= Task to complete =
In the listing below, find each line that holds the string "windscreen" and copy it.

----

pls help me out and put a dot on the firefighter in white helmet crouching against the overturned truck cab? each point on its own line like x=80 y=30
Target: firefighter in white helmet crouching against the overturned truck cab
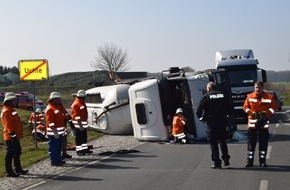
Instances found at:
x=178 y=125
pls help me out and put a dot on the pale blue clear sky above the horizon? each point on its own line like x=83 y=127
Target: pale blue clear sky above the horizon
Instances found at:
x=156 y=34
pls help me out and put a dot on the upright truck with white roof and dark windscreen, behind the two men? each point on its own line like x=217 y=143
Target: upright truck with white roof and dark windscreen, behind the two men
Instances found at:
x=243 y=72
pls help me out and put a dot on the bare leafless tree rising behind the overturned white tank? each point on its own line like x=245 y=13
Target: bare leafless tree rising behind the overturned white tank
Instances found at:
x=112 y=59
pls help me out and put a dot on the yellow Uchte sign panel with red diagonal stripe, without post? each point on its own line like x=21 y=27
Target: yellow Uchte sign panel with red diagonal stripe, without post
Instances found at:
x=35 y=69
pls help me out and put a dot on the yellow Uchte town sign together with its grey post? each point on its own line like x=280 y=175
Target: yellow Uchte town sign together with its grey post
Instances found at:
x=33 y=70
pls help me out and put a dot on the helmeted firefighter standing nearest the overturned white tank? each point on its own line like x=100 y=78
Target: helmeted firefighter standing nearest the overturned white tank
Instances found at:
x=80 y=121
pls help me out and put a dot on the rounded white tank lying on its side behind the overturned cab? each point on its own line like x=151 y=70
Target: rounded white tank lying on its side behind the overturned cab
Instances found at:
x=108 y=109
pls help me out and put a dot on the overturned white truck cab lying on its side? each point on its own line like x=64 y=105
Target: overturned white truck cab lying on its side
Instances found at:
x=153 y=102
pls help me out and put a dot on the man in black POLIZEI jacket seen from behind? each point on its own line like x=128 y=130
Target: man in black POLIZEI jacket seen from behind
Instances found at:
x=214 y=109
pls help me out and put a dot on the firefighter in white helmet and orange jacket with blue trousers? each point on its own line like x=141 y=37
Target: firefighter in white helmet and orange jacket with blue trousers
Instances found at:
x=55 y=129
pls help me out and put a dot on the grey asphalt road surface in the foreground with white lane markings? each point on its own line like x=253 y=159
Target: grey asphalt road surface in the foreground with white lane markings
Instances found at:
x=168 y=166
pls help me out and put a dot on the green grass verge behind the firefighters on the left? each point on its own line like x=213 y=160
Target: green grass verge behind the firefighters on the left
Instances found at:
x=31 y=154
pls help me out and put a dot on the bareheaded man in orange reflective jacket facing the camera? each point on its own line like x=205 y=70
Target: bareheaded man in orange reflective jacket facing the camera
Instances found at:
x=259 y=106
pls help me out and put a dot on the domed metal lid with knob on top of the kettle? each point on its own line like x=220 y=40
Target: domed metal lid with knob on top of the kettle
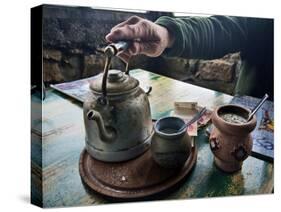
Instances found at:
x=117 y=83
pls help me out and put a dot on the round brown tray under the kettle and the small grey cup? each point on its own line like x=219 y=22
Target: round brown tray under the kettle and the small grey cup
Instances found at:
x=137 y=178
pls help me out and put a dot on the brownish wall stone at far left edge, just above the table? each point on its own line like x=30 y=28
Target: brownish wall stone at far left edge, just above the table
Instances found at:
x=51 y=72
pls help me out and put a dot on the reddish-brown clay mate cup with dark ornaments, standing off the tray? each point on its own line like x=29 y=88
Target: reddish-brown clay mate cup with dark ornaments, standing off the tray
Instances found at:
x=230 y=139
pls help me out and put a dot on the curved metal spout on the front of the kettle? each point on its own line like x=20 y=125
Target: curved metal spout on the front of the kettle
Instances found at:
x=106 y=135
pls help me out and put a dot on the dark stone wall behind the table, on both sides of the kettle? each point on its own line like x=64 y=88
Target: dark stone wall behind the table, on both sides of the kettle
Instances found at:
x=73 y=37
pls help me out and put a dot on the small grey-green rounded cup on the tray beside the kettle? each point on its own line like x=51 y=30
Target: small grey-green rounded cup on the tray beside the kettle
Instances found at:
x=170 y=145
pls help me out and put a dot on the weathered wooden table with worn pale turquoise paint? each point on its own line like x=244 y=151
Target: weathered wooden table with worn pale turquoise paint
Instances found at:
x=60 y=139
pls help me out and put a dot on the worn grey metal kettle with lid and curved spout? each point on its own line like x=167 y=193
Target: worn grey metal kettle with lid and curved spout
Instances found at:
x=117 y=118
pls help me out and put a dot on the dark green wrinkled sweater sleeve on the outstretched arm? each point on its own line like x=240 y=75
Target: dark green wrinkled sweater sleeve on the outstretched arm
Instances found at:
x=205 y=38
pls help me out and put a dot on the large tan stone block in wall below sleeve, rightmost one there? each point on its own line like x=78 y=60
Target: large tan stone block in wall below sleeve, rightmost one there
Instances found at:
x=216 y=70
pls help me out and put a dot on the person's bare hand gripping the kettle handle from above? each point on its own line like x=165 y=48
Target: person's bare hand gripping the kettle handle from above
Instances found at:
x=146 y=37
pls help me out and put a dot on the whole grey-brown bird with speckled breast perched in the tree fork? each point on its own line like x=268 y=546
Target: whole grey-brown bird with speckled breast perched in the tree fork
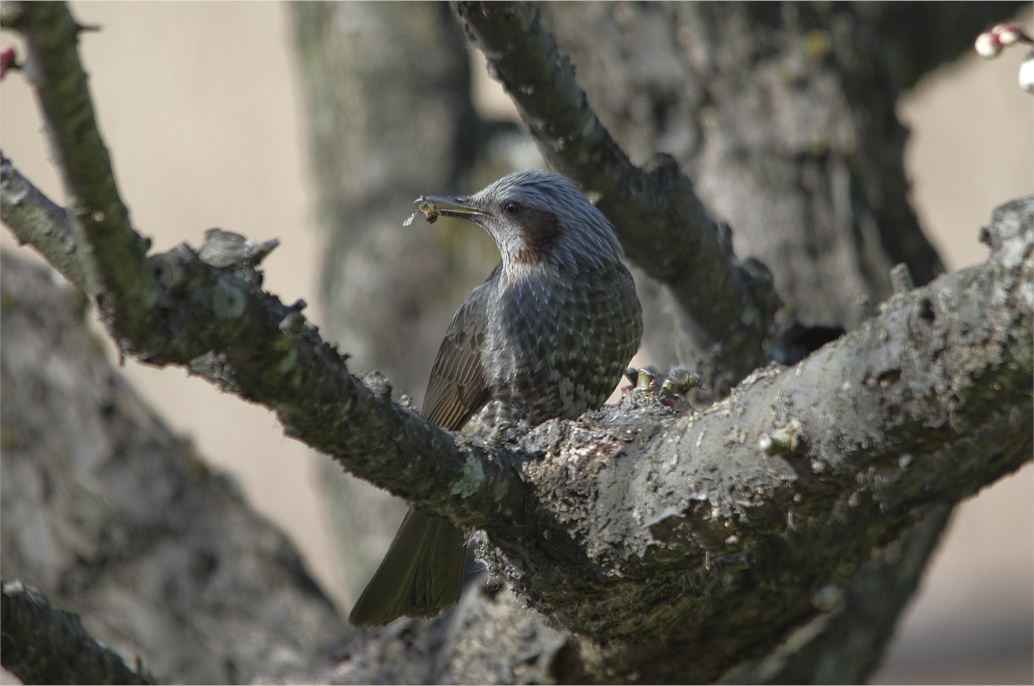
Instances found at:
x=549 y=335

----

= Task solution =
pls help me out and put a dot on the upright truck with white roof and dark windscreen, behind the two men? each point on its own line like x=217 y=143
Target: upright truck with white roof and dark windscreen, behind the two men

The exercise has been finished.